Tasks for this exercise:
a – In the Pattern Computer article, repeat word for word the part that begins at the words "That’s Pattern Computer’s" and stops after "the Pattern Computer launch.".
b – Answer these questions from the Pattern Computer article:
(i) How many protein families appeared to be the most associated with inflammatory bowel disease?
(ii) With roughly how much funding did Pattern Computer launch?
(iii) How many of Hood's friends took part in the P4 pilot study?

Source text:
..............................
It’s been known that a certain subset of these protein families is less common in people with IBD than in healthy people. But when Smarr gave Pattern Computer that data, it was able to narrow down the subset substantially. It turned out that nine of those 10,000 protein families appeared to be the most associated with inflammatory bowel disease. Zeroing in on those nine and their biochemical pathways could offer new clues about the ways our microbiome affects our health and open up new interventions.

“That was really a discovery,” Smarr says. After looking at this data for years with a variety of software tools, he had not noticed “the pattern that was blocked inside of this big mess of data points.”

That’s Pattern Computer’s promise: that its machine-learning system can find correlations that other systems can’t, even when it hasn’t been told what to look for. The company is led by tech forecaster Mark Anderson and launched this week with around $6 million in funding and clients that range from “companies to countries,” he says. With time, it’ll move into different industries, Anderson adds, but right now it’s focusing on biomedicine.

Mark Anderson, left, with Smarr at the Pattern Computer launch.

It has a lot of competition. Medical researchers, pharmaceutical companies, hospitals, and doctors are trying a wide range of advanced computing techniques to try to find insights in data. What’s especially tricky is that this data comes in many forms, from the quantities in blood tests to the readouts of genomes to the text in journal articles and patient records. Neither Pattern Computer nor any other single company or algorithm is likely to master all of it. IBM has shown as much. Despite lots of hype about how its Watson technologies—based on the system that won on Jeopardy!—are being used at Memorial Sloan Kettering Cancer Center and other hospitals, they’ve done little to change how doctors diagnose and treat disease.

Progress in using machine learning in medicine is instead coming in smaller steps. Ben Brown, a computational biologist at Lawrence Berkeley National Laboratory, is trying to discover how interactions between genes lead to breast cancer. But because there is such wide variation in breast cancer tumors, it’s impossible for us to study all the relevant gene interactions “by brute force,” Brown says. He has used Pattern Computer’s technology to find a three-way gene interaction that is correlated with low cancer survival rates. Follow-up research could explore targeted therapies for that interaction.

Higher resolution

In 2009, Leroy Hood, one of the developers of gene-sequencing technology and a trailblazer for a comprehensive view of health called “systems biology,” wrote an article for Newsweek called “A Doctor’s Vision of the Future of Medicine.” In the future he imagined, people were testing their own blood with at-home devices, allowing their doctors to analyze mind-boggling amounts of information about their health, down to the level of genes. That article was set in … June 2018.

We’re not where Hood envisioned we’d be by now, because only part of the equation has arrived. “We have enormous amounts of data,” Hood says. “We’re just beginning to scratch the surface of what we can do with it.”

Through a health-coaching service called Arivale and other research, Hood is devoted to bringing about what he calls P4 medicine: predictive, preventive, personalized, and participatory. The challenge, as he put it, is to analyze data of many different types. As an example, he pointed to a P4 pilot study on 108 of his friends. For nine months, his team gathered information on them by sequencing their genome, taking regular blood and stool tests, and giving them self-trackers for their sleep and physical activity. To fully make sense of the data and pull several actionable suggestions from it, Hood says he’ll need more tools like Pattern Computer’s.

Smarr notes that the breakthrough Pattern Computer made in his research is just “one experiment.” To be sure, the startup might prove to play a small role in the advance of data-driven medicine. But Hood says he’s optimistic that P4 could be a reality before long. Finally, he says, researchers can “look at data and disease with a resolution we’ve never had before.”
..............................
Given data:
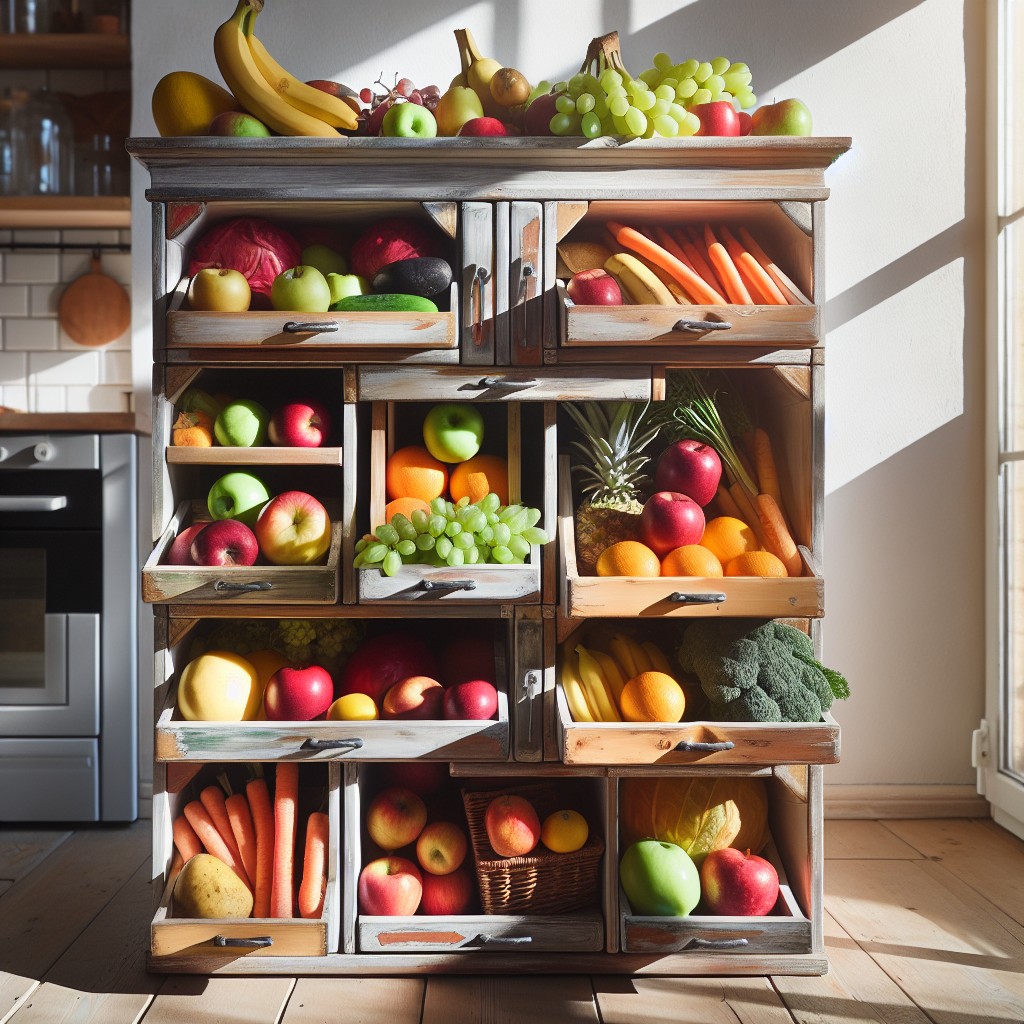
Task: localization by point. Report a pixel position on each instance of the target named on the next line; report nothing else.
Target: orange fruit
(652, 696)
(414, 472)
(406, 507)
(762, 563)
(691, 559)
(727, 537)
(475, 477)
(628, 558)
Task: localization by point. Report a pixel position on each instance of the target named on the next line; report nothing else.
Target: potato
(206, 887)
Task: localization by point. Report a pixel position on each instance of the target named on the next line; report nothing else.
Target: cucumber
(426, 275)
(391, 302)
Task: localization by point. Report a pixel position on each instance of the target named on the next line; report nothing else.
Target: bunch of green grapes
(453, 535)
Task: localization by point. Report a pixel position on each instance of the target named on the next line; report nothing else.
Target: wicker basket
(541, 882)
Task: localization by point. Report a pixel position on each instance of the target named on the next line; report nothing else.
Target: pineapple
(610, 474)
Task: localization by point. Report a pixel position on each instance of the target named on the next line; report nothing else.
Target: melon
(697, 813)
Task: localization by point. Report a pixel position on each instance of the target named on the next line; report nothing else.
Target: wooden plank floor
(924, 925)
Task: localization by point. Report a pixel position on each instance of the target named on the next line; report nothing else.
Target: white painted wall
(904, 396)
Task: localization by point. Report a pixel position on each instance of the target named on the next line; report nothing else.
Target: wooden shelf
(65, 50)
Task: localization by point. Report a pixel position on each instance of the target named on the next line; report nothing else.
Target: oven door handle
(33, 503)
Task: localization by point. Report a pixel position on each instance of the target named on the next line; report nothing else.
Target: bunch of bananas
(276, 97)
(593, 679)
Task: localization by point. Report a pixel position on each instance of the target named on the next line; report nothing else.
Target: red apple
(224, 542)
(690, 468)
(449, 894)
(293, 528)
(717, 118)
(299, 424)
(395, 817)
(669, 520)
(298, 694)
(415, 697)
(594, 288)
(475, 698)
(738, 883)
(390, 887)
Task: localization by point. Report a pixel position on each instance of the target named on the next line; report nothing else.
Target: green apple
(238, 496)
(347, 284)
(659, 879)
(300, 289)
(326, 259)
(453, 431)
(242, 423)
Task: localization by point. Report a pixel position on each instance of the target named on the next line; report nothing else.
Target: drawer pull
(332, 744)
(314, 327)
(448, 585)
(256, 942)
(698, 747)
(713, 597)
(700, 327)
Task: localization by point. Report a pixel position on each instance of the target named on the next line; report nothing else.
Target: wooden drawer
(786, 230)
(524, 434)
(205, 943)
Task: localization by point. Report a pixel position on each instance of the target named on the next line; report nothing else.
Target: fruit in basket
(512, 825)
(298, 693)
(738, 883)
(659, 879)
(395, 817)
(242, 423)
(300, 289)
(608, 465)
(219, 289)
(389, 887)
(670, 519)
(299, 424)
(689, 467)
(224, 542)
(207, 888)
(293, 528)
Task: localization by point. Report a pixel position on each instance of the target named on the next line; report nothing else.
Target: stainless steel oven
(69, 705)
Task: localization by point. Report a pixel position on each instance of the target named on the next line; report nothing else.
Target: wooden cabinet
(508, 339)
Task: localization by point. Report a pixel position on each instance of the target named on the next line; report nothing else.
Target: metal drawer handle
(315, 327)
(699, 327)
(256, 942)
(678, 597)
(332, 744)
(448, 585)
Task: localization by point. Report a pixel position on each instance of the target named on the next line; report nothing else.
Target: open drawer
(211, 940)
(783, 231)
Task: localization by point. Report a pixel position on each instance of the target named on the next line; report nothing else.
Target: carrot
(793, 294)
(632, 239)
(259, 804)
(199, 818)
(185, 840)
(777, 538)
(722, 261)
(314, 866)
(212, 798)
(286, 798)
(241, 819)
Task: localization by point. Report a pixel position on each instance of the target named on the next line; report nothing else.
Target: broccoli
(758, 671)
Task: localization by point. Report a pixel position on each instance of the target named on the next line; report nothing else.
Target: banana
(640, 282)
(306, 98)
(250, 87)
(598, 694)
(572, 688)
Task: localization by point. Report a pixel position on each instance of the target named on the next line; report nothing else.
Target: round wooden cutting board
(94, 309)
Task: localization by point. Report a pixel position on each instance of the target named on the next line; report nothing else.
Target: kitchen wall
(904, 525)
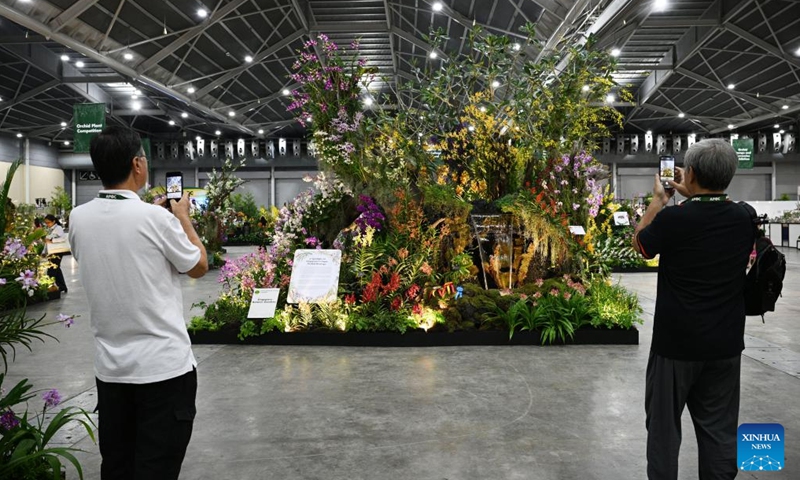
..............................
Response list:
a –
That’s Pattern Computer’s promise: that its machine-learning system can find correlations that other systems can’t, even when it hasn’t been told what to look for. The company is led by tech forecaster Mark Anderson and launched this week with around $6 million in funding and clients that range from “companies to countries,” he says. With time, it’ll move into different industries, Anderson adds, but right now it’s focusing on biomedicine.

Mark Anderson, left, with Smarr at the Pattern Computer launch.

b –
(i) Nine
(ii) Around $6 million
(iii) 108